## Directions
Transcribe each record exactly. Include every one.

## Data provided

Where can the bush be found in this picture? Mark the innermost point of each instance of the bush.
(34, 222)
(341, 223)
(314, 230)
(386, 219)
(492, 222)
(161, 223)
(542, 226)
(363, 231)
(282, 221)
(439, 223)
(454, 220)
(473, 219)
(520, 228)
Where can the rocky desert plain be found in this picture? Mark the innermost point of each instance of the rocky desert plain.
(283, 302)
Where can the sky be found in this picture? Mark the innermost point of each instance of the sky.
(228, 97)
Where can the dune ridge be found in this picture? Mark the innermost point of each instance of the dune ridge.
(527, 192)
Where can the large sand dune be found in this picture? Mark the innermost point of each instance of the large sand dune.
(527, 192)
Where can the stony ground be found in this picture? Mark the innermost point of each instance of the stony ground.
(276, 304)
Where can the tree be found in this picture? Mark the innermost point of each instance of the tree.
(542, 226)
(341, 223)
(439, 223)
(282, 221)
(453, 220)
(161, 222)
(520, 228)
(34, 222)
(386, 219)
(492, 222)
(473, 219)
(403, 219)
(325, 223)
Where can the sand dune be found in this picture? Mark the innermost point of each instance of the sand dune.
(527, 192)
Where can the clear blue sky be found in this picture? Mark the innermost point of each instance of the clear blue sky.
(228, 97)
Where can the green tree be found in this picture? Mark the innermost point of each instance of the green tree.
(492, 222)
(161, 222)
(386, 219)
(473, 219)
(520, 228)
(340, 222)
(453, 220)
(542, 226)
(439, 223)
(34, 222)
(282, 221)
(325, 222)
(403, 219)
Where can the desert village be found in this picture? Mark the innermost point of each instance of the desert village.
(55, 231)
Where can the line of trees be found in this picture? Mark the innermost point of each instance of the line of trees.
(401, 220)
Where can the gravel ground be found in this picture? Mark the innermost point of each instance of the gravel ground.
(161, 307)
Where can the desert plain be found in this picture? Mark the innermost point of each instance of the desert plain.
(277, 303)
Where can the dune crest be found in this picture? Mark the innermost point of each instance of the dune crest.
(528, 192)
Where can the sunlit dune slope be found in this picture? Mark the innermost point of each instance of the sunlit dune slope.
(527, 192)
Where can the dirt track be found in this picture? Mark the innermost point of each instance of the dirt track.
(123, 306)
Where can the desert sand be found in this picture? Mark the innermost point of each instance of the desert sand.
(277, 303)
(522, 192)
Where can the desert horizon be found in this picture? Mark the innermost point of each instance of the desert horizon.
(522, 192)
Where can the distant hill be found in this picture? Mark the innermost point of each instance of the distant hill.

## Written response
Where can the bush be found in this picture? Mark the innermost point of each instance of the bush.
(34, 222)
(341, 223)
(314, 230)
(386, 219)
(492, 222)
(161, 223)
(542, 226)
(363, 231)
(282, 221)
(439, 223)
(454, 220)
(473, 219)
(520, 228)
Where can the rocky desert plain be found in this picture? Mark the innermost point of each instance of the rocky desert plain.
(283, 302)
Where can the sky be found in this picture? Mark the innermost point of each instance of the sky.
(228, 97)
Where can the dune ridge be found in this picture? Mark the innermost point of each instance of the dune ridge.
(527, 192)
Where can the large sand dune be found in this picture? Mark the innermost point of each instance of the large sand dune.
(527, 192)
Where can the stony ground be found in this picture? Mark the innermost point of each instance of the stony ground.
(276, 304)
Where can the tree be found in this picture? Mark the innermost point of each instance of the tree.
(542, 226)
(341, 223)
(439, 223)
(282, 221)
(453, 220)
(161, 222)
(520, 228)
(34, 222)
(386, 219)
(492, 222)
(473, 219)
(403, 219)
(325, 223)
Where can the sand dune be found in this picture? Mark the innermost point of each instance of the sand dune.
(527, 192)
Where can the clear blue sky be found in this picture? Mark the innermost point of each instance of the clear blue sky.
(228, 97)
Where can the green tree be found in this picture? Mark the innermost point of each instance of the green tree.
(492, 222)
(161, 222)
(386, 219)
(473, 219)
(520, 228)
(340, 222)
(453, 220)
(542, 226)
(439, 223)
(34, 222)
(282, 221)
(325, 222)
(403, 219)
Where can the desert village be found in this picture? Mark the innermost point of each instance of the desert village.
(55, 231)
Where can the line of trees be found in this picture? Mark the innermost point of each instance of the line of trees.
(401, 220)
Where can the gravel ground be found in this picture? Mark the innermost point of each instance of the gravel ground.
(161, 307)
Where can the desert plain be found in this picture? Mark the innermost point of each instance of the desert plain.
(277, 303)
Where can the dune crest be found in this picture? Mark the innermost point of each instance of the dune crest.
(528, 192)
Where can the sunlit dune slope be found in this picture? Mark the innermost point of each instance of the sunlit dune slope.
(527, 192)
Where can the dirt track be found in this picture? Mark the innermost point of each instance of the dirt track.
(123, 306)
Where can the desert sand be found in this picture? Mark the innermost point of each instance of the desert sand.
(277, 303)
(522, 192)
Where can the desert horizon be found in this picture? Mark the innermost point of each instance of the desert horizon.
(522, 192)
Where can the distant hill be found in this picture? Mark the innermost point of each instance of the distant hill.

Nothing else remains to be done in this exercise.